Instructions to follow:
Repeat word for word the part of the passage below on a day of shortages and distant fighting, starting with "Supposedly there was" and going on through "anything that explodes.".

Supposedly there was to be a ceasefire today... I guess the fighters hadn't been informed. We can hear fighting  periodically in the distance. Now that Ramadan and Eid are over there seems to be a lot of weddings (life goes marching on) and with that come endless firework displays. You would think Libyans would be fed  up by now of all the booms and bangs, but they seem obsessed with anything that explodes.

Today I ventured out to do some shopping. The dairy cases were empty, there was no bread in our bakery, the vegetables were overpriced and wilting in the heat,  garbage was piled on the sides of the roads in big stinky, steaming heaps. Most of the shops were closed and the ones that were open were dimly lit - even shops that had a generator as they had no fuel to power them. No one smiled, everyone looked listless and moved slowly. The streets were mostly empty apart from the lines of cars waiting for petrol. Many cars had been abandoned on the side of the road... tanks empty.

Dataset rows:
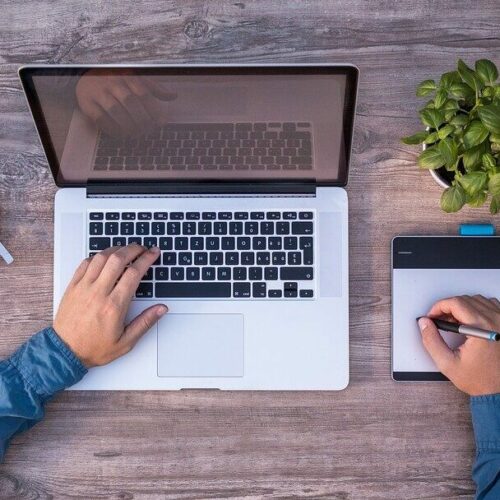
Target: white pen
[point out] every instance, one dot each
(4, 253)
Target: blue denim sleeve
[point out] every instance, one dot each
(39, 369)
(486, 422)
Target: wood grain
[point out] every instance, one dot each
(377, 439)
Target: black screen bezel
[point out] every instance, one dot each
(26, 74)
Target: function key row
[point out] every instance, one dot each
(200, 215)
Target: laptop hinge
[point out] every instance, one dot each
(158, 189)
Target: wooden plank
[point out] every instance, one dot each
(375, 439)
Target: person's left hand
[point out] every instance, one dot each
(91, 316)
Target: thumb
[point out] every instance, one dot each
(437, 348)
(142, 323)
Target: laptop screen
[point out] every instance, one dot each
(160, 124)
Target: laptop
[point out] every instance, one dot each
(236, 174)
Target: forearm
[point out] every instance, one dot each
(40, 368)
(486, 422)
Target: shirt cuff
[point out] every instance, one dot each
(47, 364)
(486, 421)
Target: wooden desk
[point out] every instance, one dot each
(375, 439)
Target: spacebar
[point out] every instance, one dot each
(193, 289)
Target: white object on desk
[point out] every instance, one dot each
(4, 253)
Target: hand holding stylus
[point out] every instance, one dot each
(474, 367)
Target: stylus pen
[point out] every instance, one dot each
(471, 331)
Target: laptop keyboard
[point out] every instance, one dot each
(211, 146)
(239, 255)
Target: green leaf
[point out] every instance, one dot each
(445, 131)
(417, 138)
(475, 134)
(449, 151)
(494, 185)
(425, 88)
(459, 120)
(477, 200)
(474, 182)
(490, 116)
(431, 158)
(488, 161)
(431, 138)
(469, 76)
(440, 99)
(486, 71)
(472, 157)
(448, 79)
(462, 91)
(453, 199)
(495, 204)
(432, 118)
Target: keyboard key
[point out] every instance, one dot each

Answer to the exercise:
Supposedly there was to be a ceasefire today... I guess the fighters hadn't been informed. We can hear fighting  periodically in the distance. Now that Ramadan and Eid are over there seems to be a lot of weddings (life goes marching on) and with that come endless firework displays. You would think Libyans would be fed  up by now of all the booms and bangs, but they seem obsessed with anything that explodes.